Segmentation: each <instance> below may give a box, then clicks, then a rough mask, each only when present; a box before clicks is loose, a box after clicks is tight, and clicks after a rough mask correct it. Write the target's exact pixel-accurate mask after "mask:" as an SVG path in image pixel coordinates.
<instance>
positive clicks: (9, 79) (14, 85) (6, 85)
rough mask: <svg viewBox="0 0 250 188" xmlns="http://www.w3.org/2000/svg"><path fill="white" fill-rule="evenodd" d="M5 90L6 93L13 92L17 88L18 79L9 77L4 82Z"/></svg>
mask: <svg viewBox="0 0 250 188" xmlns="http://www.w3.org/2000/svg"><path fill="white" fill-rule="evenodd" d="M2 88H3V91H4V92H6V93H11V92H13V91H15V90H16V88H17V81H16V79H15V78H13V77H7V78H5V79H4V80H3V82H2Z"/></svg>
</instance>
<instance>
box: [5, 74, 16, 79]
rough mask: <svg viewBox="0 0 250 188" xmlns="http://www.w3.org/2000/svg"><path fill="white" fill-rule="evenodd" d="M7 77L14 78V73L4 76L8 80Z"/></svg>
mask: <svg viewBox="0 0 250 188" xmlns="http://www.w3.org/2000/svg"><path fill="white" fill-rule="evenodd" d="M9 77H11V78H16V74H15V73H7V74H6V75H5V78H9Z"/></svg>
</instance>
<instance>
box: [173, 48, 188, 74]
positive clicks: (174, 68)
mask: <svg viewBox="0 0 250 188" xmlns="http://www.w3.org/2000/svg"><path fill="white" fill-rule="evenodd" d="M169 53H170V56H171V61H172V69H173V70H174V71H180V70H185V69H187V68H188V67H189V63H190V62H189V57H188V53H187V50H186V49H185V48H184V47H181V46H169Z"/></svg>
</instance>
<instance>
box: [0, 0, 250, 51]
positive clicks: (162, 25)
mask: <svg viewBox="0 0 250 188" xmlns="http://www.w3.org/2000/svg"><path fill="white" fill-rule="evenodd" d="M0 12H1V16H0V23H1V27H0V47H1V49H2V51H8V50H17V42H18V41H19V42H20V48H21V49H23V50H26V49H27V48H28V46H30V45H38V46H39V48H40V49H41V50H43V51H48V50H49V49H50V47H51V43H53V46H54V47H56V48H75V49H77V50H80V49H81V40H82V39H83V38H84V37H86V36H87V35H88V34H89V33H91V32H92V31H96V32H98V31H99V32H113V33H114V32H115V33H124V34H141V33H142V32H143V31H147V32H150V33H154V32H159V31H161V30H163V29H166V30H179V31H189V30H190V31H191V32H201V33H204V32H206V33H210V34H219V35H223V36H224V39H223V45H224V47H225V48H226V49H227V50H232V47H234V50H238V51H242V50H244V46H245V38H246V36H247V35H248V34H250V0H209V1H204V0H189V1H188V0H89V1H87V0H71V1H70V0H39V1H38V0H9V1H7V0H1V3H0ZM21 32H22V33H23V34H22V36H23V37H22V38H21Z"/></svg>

+ + +

Work order: Once the line containing "positive clicks: (174, 68)" is found in the listing above, set down that line and every line after it, exactly.

Answer for this exercise:
positive clicks: (174, 68)
mask: <svg viewBox="0 0 250 188" xmlns="http://www.w3.org/2000/svg"><path fill="white" fill-rule="evenodd" d="M169 53H170V56H171V61H172V69H173V70H174V71H180V70H185V69H187V68H188V67H189V63H190V62H189V57H188V53H187V50H186V49H185V48H184V47H181V46H169Z"/></svg>
</instance>
<instance>
box: [0, 0, 250, 51]
positive clicks: (162, 25)
mask: <svg viewBox="0 0 250 188" xmlns="http://www.w3.org/2000/svg"><path fill="white" fill-rule="evenodd" d="M0 12H1V16H0V23H1V27H0V47H1V49H2V51H8V50H17V42H18V41H19V42H20V48H21V49H23V50H26V49H27V48H28V46H30V45H38V46H39V48H40V49H41V50H43V51H48V50H49V49H50V47H51V43H53V46H54V47H56V48H75V49H77V50H80V49H81V40H82V39H83V38H84V37H86V36H87V35H88V34H89V33H91V32H92V31H96V32H98V31H99V32H113V33H114V32H115V33H124V34H141V33H142V32H143V31H147V32H150V33H154V32H159V31H161V30H163V29H166V30H179V31H189V30H190V31H191V32H201V33H204V32H206V33H210V34H219V35H223V36H224V39H223V45H224V47H225V48H226V49H227V50H232V47H234V50H238V51H242V50H244V46H245V38H246V36H247V35H248V34H250V0H209V1H204V0H189V1H188V0H89V1H87V0H71V1H70V0H39V1H38V0H9V1H7V0H1V3H0ZM21 32H22V33H23V34H22V36H23V37H22V38H21Z"/></svg>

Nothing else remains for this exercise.